| DATA TO PROCESS |
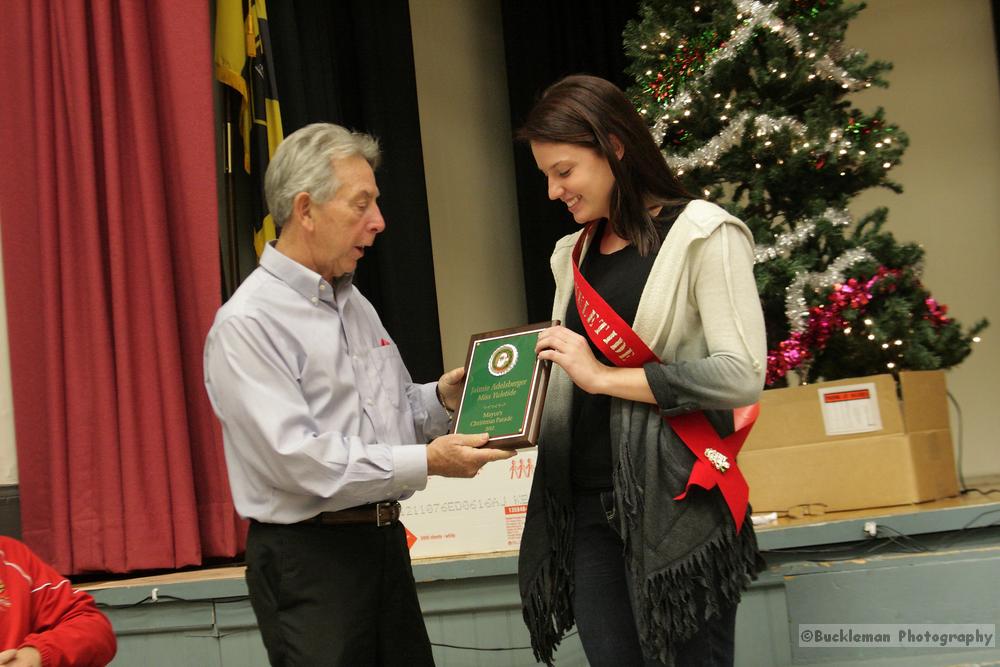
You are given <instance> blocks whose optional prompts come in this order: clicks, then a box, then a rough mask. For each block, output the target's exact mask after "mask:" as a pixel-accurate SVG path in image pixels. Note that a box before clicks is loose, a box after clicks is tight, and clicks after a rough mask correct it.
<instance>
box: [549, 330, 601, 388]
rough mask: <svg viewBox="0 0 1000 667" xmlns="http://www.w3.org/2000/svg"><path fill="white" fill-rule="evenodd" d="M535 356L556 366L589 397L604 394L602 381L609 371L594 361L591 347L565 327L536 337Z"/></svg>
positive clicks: (581, 338)
mask: <svg viewBox="0 0 1000 667" xmlns="http://www.w3.org/2000/svg"><path fill="white" fill-rule="evenodd" d="M535 353H536V354H537V355H538V357H539V358H540V359H548V360H549V361H552V362H555V363H557V364H559V366H560V367H562V369H563V370H564V371H566V374H567V375H569V376H570V378H571V379H572V380H573V382H574V383H575V384H576V386H578V387H579V388H580V389H583V390H584V391H585V392H587V393H588V394H603V393H606V392H604V391H602V390H601V383H602V380H603V379H604V378H605V376H606V375H607V373H608V372H609V371H611V370H612V369H611V368H609V367H608V366H605V365H604V364H602V363H601V362H599V361H598V360H597V358H596V357H594V353H593V351H592V350H591V349H590V343H588V342H587V339H586V338H584V337H583V336H581V335H580V334H578V333H576V332H573V331H570V330H569V329H567V328H566V327H562V326H557V327H550V328H548V329H544V330H543V331H542V332H541V333H540V334H538V343H537V344H536V345H535Z"/></svg>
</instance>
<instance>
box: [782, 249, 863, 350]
mask: <svg viewBox="0 0 1000 667" xmlns="http://www.w3.org/2000/svg"><path fill="white" fill-rule="evenodd" d="M874 259H875V258H874V257H872V255H871V253H869V252H868V251H867V250H865V249H864V248H855V249H853V250H848V251H847V252H845V253H844V254H843V255H841V256H840V257H838V258H837V259H835V260H834V261H833V262H831V263H830V265H829V266H828V267H827V269H826V271H824V272H822V273H806V272H797V273H796V274H795V278H794V279H792V283H791V284H790V285H789V286H788V287H786V288H785V317H787V318H788V326H789V327H790V328H791V330H792V331H803V330H804V329H805V327H806V324H807V322H808V319H809V304H808V303H807V302H806V288H812V289H813V290H820V289H829V288H831V287H833V286H834V285H836V284H837V283H842V282H844V271H846V270H847V269H848V268H850V267H851V266H853V265H855V264H857V263H858V262H863V261H874Z"/></svg>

| YOUR TASK |
Where the listing above reaches the line that contains "box: [549, 330, 601, 388]", start retyping, and finish with the line that contains "rough mask: <svg"; reproduce those lines exactly and no others.

| PROBLEM SOLUTION |
box: [549, 330, 601, 388]
rough mask: <svg viewBox="0 0 1000 667" xmlns="http://www.w3.org/2000/svg"><path fill="white" fill-rule="evenodd" d="M535 356L556 366L589 397L604 394L602 381L609 371L594 361L591 347L565 327L536 337Z"/></svg>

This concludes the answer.